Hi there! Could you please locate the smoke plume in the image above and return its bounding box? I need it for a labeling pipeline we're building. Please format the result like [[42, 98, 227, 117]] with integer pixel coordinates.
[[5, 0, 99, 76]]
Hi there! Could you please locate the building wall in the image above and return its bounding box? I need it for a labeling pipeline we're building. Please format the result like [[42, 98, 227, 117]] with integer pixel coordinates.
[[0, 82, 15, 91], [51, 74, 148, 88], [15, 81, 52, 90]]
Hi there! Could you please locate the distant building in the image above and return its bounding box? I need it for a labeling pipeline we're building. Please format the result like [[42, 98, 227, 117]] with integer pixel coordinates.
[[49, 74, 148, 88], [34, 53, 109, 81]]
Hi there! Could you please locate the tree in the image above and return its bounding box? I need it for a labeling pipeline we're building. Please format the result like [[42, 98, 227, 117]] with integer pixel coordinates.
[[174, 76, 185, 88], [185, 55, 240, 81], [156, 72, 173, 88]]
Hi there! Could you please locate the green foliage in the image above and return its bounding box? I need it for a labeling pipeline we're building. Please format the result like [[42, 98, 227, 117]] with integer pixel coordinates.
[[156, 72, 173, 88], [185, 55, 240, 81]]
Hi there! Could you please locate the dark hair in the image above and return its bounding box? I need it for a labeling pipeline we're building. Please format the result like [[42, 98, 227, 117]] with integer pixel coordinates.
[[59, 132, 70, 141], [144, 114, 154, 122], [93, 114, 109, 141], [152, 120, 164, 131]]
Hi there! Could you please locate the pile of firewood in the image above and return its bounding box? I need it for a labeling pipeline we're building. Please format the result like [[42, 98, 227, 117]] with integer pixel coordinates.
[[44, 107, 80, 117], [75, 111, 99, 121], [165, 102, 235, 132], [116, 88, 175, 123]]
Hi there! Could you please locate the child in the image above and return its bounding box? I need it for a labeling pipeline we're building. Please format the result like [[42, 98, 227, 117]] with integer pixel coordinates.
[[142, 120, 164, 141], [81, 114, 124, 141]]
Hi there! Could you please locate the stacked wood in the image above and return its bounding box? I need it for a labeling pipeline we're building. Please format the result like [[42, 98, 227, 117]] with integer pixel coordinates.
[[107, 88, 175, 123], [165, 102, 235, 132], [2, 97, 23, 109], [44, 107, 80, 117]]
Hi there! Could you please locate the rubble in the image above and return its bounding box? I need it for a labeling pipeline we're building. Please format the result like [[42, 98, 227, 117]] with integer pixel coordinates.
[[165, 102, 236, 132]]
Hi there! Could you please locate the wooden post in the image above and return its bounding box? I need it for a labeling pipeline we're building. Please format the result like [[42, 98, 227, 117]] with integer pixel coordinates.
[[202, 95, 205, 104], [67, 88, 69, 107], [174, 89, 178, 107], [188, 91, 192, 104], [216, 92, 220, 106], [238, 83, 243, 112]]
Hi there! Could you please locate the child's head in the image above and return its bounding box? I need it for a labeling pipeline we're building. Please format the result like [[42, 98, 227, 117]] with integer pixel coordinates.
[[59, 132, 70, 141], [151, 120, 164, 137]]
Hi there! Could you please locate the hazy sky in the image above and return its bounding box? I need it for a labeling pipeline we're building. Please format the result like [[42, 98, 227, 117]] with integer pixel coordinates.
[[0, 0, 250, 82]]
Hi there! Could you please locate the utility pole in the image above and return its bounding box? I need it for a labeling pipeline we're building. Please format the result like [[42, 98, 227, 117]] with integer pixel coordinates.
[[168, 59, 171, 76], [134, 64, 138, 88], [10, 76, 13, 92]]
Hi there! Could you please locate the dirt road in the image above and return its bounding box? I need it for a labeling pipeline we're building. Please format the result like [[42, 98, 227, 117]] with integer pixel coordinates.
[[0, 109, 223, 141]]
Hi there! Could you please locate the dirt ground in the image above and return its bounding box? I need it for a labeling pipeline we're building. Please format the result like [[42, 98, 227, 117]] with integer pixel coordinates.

#### [WRITTEN INSTRUCTION]
Output, unchanged, every line of the records from the one containing "Hi there! Could you please locate the rubble" down to the one containing "[[59, 132, 70, 141], [151, 120, 164, 137]]", both endpoints included.

#### [WRITTEN REPLY]
Hi there! Could you please locate the rubble in the image above and return its bounding box? I need it for a labeling pipeline we're building. Please format the result like [[42, 98, 227, 117]] with integer pixel coordinates.
[[165, 102, 236, 132]]
Hi there! Could you please locate the wooden post in the image above and return its bounding box? I need it for a labeling pipeline we're building. Please format the result like [[42, 98, 227, 117]] with integer pixel coordinates.
[[202, 95, 205, 104], [67, 88, 69, 107], [174, 89, 178, 107], [188, 91, 192, 104], [216, 92, 220, 106], [238, 83, 243, 112]]
Hi there! Could you please locate the child's head in the image above and return its bounding box? I need it for a labeling pipeline we're building. Please format the result like [[42, 98, 227, 117]] with integer pixel coordinates.
[[59, 132, 70, 141], [151, 120, 164, 137]]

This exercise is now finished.